▸ **The request**
Return every item below word for word, keeping each line unchanged.

▸ **Listed records**
· · · · ·
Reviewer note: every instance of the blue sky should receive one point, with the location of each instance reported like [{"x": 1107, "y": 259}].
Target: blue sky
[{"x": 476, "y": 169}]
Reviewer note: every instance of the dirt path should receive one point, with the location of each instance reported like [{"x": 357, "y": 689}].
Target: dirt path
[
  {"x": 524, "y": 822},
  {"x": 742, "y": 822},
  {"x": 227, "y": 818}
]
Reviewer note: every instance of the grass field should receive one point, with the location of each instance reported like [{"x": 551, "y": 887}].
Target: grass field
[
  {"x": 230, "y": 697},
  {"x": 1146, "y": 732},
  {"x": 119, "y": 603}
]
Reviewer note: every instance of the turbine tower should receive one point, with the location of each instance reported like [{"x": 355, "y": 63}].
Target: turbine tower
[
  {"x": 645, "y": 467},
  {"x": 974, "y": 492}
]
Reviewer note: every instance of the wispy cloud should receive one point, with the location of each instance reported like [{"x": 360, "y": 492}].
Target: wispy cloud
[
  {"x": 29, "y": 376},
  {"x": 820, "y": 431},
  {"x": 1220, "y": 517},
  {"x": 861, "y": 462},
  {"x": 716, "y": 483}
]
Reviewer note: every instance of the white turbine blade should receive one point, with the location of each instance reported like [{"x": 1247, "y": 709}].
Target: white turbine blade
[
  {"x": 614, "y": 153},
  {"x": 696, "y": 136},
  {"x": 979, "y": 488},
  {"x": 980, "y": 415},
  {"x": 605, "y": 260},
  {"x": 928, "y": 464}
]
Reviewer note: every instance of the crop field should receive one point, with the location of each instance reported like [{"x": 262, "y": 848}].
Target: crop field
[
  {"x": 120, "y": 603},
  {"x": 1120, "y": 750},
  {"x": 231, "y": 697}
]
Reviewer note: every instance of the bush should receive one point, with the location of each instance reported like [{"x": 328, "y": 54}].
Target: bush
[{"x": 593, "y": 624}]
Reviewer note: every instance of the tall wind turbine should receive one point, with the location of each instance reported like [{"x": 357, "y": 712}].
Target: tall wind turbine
· · · · ·
▸ **Response**
Reviewer note: every instance of the blue sky should receive one point, with the location of each instance reported like [{"x": 1107, "y": 259}].
Target: blue sky
[{"x": 476, "y": 169}]
Reviewer note: every instance of the dirt path should receive one point, with the location of each instance reported like [{"x": 357, "y": 689}].
Target: dirt path
[
  {"x": 524, "y": 822},
  {"x": 742, "y": 822},
  {"x": 227, "y": 818}
]
Reviewer note: every instance of the grass field should receive one point, with the location of each instance reported like [{"x": 551, "y": 887}].
Target: grass field
[
  {"x": 230, "y": 697},
  {"x": 1146, "y": 732},
  {"x": 119, "y": 603}
]
Reviewer note: every instance of the turbine tower should receive one point, with the location of each instance reported like [{"x": 355, "y": 63}].
Target: turbine tower
[
  {"x": 645, "y": 467},
  {"x": 974, "y": 492}
]
Reviewer note: every instance of the wispy cloud should receive one point, with the location of each instance reported like [{"x": 360, "y": 492}].
Target: wispy cloud
[
  {"x": 29, "y": 376},
  {"x": 820, "y": 431},
  {"x": 1220, "y": 517},
  {"x": 861, "y": 462},
  {"x": 716, "y": 483}
]
Reviewer note: every instance of the white turbine blade should receive one point, with the location of each instance reported like [{"x": 1247, "y": 709}].
Target: white turbine blade
[
  {"x": 614, "y": 153},
  {"x": 696, "y": 136},
  {"x": 979, "y": 488},
  {"x": 980, "y": 415},
  {"x": 605, "y": 260},
  {"x": 928, "y": 464}
]
Reviewer note: every instance of the crop field should receive one point, with the location of each instance reported like [{"x": 262, "y": 848}].
Target: crop field
[
  {"x": 120, "y": 603},
  {"x": 1120, "y": 750},
  {"x": 231, "y": 697}
]
Reviewer note: every instance of the bush should receive one point, with the location of each instance reported like [{"x": 328, "y": 54}].
Target: bush
[{"x": 593, "y": 624}]
Reviewer note: every instance of the tall wind turbine should receive one point, with the location of each instance reported like [{"x": 357, "y": 712}].
Target: tall wind turbine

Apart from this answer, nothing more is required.